#### Recorded information ####

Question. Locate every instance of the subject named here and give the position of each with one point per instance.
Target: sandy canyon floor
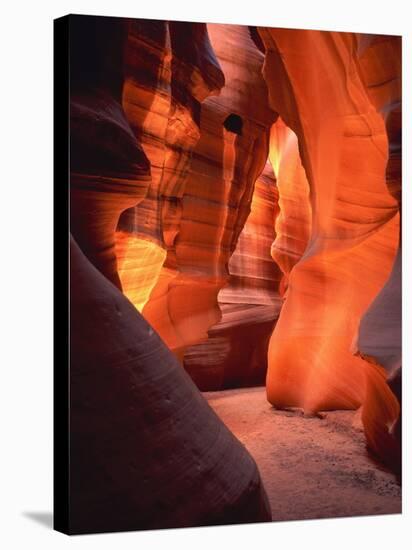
(311, 467)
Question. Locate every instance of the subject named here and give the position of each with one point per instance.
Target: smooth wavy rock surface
(109, 171)
(355, 222)
(228, 158)
(235, 353)
(146, 450)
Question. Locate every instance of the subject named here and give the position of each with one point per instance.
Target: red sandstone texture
(241, 187)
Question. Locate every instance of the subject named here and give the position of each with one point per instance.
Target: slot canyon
(235, 274)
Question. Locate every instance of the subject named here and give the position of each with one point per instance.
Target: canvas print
(234, 207)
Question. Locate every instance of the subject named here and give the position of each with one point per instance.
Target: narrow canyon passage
(235, 203)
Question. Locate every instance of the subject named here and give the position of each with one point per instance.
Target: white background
(26, 271)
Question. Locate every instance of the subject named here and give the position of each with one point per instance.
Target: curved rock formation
(146, 450)
(231, 153)
(170, 69)
(355, 223)
(109, 171)
(380, 330)
(293, 223)
(235, 353)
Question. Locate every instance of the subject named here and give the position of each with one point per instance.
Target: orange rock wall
(218, 192)
(343, 145)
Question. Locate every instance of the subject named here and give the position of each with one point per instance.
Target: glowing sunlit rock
(231, 153)
(317, 90)
(146, 450)
(235, 353)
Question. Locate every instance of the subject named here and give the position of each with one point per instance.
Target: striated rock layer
(235, 353)
(380, 330)
(354, 228)
(170, 69)
(227, 160)
(109, 171)
(146, 450)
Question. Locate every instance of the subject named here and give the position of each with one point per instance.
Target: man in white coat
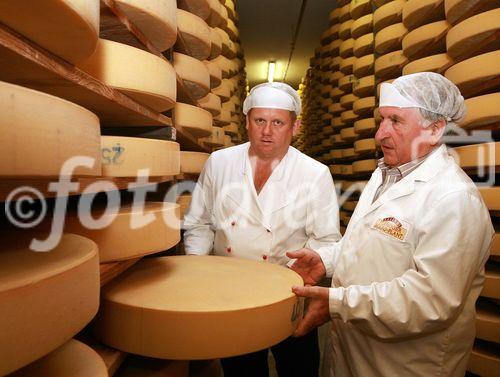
(408, 270)
(257, 201)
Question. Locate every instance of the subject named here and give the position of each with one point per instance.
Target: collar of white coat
(279, 171)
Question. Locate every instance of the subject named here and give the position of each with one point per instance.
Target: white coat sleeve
(453, 245)
(199, 230)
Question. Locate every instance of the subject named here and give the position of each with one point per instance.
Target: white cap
(273, 95)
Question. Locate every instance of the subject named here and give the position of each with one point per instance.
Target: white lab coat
(296, 208)
(403, 304)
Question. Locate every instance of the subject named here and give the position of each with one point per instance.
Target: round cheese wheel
(475, 35)
(157, 20)
(347, 64)
(365, 126)
(364, 66)
(388, 14)
(348, 134)
(482, 111)
(67, 28)
(193, 162)
(487, 322)
(364, 86)
(477, 155)
(38, 289)
(364, 106)
(365, 145)
(472, 81)
(429, 39)
(458, 10)
(390, 65)
(25, 124)
(168, 318)
(193, 73)
(419, 12)
(360, 8)
(148, 79)
(389, 38)
(364, 166)
(362, 26)
(483, 361)
(346, 48)
(121, 240)
(71, 359)
(196, 120)
(125, 156)
(345, 30)
(363, 45)
(438, 63)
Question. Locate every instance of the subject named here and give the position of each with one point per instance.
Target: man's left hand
(317, 312)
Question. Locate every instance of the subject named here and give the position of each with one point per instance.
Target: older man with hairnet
(410, 266)
(257, 201)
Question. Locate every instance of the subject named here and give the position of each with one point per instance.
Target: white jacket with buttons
(296, 208)
(407, 273)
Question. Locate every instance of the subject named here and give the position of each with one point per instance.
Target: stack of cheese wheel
(168, 319)
(46, 297)
(472, 42)
(425, 43)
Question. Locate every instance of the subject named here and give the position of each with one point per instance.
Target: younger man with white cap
(257, 201)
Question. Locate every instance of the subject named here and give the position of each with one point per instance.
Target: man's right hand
(308, 265)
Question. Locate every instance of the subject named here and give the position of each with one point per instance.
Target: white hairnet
(273, 95)
(425, 90)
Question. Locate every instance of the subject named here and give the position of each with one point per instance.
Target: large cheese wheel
(365, 126)
(157, 20)
(483, 361)
(145, 77)
(389, 38)
(438, 63)
(458, 10)
(364, 66)
(364, 106)
(193, 162)
(67, 28)
(125, 156)
(388, 14)
(193, 73)
(71, 359)
(362, 26)
(488, 321)
(478, 155)
(64, 132)
(196, 120)
(46, 297)
(419, 12)
(390, 65)
(429, 39)
(475, 35)
(121, 240)
(482, 111)
(364, 166)
(473, 81)
(168, 319)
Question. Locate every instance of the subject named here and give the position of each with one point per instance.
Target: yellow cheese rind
(37, 289)
(26, 124)
(148, 79)
(474, 35)
(74, 359)
(168, 319)
(125, 156)
(157, 20)
(193, 162)
(67, 28)
(196, 120)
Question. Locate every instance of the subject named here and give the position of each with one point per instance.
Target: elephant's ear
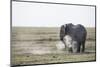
(62, 32)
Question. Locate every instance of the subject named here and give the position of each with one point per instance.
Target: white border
(5, 33)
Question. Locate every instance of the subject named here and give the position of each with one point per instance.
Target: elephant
(73, 37)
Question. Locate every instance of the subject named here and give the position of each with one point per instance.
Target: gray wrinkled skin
(73, 36)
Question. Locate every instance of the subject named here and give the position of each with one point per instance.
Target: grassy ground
(31, 45)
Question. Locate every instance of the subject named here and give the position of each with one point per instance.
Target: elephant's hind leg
(83, 46)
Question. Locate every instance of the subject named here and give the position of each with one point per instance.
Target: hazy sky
(51, 15)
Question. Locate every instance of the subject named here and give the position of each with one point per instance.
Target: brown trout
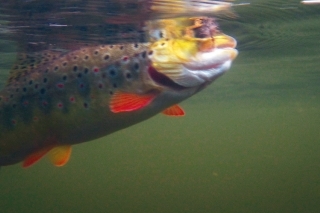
(53, 100)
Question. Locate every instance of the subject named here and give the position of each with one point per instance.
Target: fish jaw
(194, 62)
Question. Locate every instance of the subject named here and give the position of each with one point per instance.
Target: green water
(249, 143)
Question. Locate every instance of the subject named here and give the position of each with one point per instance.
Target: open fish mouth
(212, 58)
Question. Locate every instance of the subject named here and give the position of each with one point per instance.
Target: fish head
(191, 62)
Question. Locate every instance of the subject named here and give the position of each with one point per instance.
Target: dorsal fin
(26, 63)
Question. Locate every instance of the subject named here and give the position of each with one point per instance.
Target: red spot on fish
(60, 85)
(72, 99)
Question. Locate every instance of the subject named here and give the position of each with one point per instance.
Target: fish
(55, 99)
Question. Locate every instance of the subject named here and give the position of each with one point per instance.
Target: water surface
(249, 143)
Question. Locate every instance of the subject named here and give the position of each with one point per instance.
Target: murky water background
(249, 143)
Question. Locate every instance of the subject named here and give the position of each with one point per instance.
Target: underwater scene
(169, 105)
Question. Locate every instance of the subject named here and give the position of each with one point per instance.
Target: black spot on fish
(136, 66)
(128, 76)
(42, 91)
(106, 57)
(112, 72)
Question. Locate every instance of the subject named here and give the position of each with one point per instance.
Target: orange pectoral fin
(174, 110)
(126, 102)
(35, 157)
(60, 155)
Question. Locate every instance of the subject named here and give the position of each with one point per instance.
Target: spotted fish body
(61, 99)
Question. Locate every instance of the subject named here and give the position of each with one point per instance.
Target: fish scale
(54, 99)
(69, 85)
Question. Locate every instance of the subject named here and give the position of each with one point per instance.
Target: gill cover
(191, 61)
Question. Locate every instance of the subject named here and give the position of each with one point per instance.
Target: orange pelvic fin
(174, 110)
(60, 155)
(126, 102)
(35, 157)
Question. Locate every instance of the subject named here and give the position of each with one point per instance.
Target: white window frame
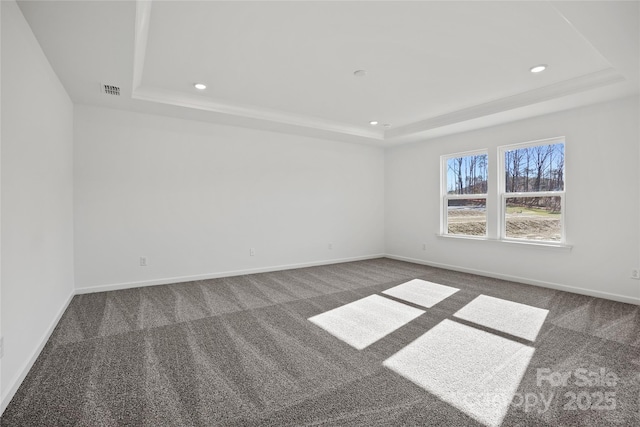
(503, 194)
(445, 197)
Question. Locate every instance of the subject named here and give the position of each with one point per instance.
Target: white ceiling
(433, 68)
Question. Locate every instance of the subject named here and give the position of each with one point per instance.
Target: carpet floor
(350, 344)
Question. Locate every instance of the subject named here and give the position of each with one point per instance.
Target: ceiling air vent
(110, 90)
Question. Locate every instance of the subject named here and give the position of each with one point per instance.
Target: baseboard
(541, 283)
(179, 279)
(17, 380)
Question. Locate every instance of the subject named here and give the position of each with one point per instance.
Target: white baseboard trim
(180, 279)
(541, 283)
(26, 367)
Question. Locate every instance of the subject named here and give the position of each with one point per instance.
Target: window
(465, 194)
(532, 191)
(529, 203)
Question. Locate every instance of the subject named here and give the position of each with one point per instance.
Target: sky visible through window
(467, 175)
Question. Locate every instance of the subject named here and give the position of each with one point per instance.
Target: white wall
(37, 192)
(194, 197)
(602, 206)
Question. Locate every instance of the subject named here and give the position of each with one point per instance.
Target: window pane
(467, 175)
(537, 168)
(533, 218)
(467, 216)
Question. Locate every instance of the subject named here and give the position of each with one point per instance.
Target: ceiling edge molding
(143, 17)
(568, 87)
(179, 99)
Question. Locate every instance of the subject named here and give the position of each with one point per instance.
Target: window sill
(522, 243)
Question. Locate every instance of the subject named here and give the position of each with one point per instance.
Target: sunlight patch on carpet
(519, 320)
(365, 321)
(421, 292)
(475, 371)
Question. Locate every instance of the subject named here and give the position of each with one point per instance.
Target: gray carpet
(241, 352)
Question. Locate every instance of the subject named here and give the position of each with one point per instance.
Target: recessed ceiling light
(538, 68)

####

What you should do: Output the line containing "Target: ceiling edge molding" together with all later lines of the entries, exactly as written, through the final line.

Reply:
Target: ceiling edge molding
(143, 17)
(568, 87)
(179, 99)
Question. Locate every instance of the subject named here and give the position of each with one point per instance.
Target: window sill
(522, 243)
Question. Locate every instance of the subject named here and give the position of each with one point per instance.
Target: sunlight patch on carpet
(519, 320)
(365, 321)
(421, 292)
(475, 371)
Question. Locate every instance of the subject named here and give the position of each with one point per instance.
Target: gray carpet
(241, 352)
Question. Locate every instance of the subject named here and give the position of each with one point per instance.
Target: recessed ceiling light
(538, 68)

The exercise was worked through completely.